7 Tax Deductions You May Not Know About in the Netherlands
After arriving in the Netherlands, it might not be immediately clear how to handle your tax situation. What do you need to provide to the tax authorities? Have you included all the required information and documents? And also, the very important question of, have you opted for all eligible possible tax deductions? We would like to help you with 7 important tax deductions in the Netherlands to keep in mind.
Deductible Financing and Mortgage Costs
When you bought a house in the Netherlands in, for example, 2020 you might have incurred many extra costs in relation to the mortgage. These could come in the form of notary costs, taxation costs, mortgage interest, etc. These costs are, most likely, deductible in your income tax return for 2020. Not sure whether these costs are deductible? Your tax adviser should know which ones are and if they are deductible in your case.

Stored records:
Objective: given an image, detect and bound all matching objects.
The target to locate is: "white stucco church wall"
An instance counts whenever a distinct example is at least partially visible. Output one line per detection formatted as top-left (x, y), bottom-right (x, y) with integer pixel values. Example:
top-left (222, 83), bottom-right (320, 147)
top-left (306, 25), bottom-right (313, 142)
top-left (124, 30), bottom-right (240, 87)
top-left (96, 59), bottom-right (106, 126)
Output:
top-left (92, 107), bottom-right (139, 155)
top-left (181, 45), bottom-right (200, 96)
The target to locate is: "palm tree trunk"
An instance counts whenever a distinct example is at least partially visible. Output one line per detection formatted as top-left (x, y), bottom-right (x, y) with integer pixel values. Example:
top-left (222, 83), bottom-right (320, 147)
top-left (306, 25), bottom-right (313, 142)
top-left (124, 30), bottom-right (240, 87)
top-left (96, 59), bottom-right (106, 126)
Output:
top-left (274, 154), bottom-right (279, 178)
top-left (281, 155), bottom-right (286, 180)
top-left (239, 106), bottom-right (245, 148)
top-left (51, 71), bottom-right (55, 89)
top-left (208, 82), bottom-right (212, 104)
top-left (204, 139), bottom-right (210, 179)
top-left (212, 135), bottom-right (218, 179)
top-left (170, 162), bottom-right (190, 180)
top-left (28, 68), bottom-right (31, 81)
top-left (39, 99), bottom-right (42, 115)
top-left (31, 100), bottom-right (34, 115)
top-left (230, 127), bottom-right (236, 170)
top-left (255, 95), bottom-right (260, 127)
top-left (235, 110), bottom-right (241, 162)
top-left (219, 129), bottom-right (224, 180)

---

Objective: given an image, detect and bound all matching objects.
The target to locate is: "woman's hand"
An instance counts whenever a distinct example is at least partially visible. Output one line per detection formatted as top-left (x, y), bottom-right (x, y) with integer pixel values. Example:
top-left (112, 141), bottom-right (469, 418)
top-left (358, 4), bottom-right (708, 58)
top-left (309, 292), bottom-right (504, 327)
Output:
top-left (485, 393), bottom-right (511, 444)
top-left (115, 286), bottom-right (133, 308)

§ TASK DESCRIPTION:
Reproduce the article on tax deductions in the Netherlands word for word, from its title to its final sentence.

§ SOLUTION FOR THIS EXERCISE:
7 Tax Deductions You May Not Know About in the Netherlands
After arriving in the Netherlands, it might not be immediately clear how to handle your tax situation. What do you need to provide to the tax authorities? Have you included all the required information and documents? And also, the very important question of, have you opted for all eligible possible tax deductions? We would like to help you with 7 important tax deductions in the Netherlands to keep in mind.
Deductible Financing and Mortgage Costs
When you bought a house in the Netherlands in, for example, 2020 you might have incurred many extra costs in relation to the mortgage. These could come in the form of notary costs, taxation costs, mortgage interest, etc. These costs are, most likely, deductible in your income tax return for 2020. Not sure whether these costs are deductible? Your tax adviser should know which ones are and if they are deductible in your case.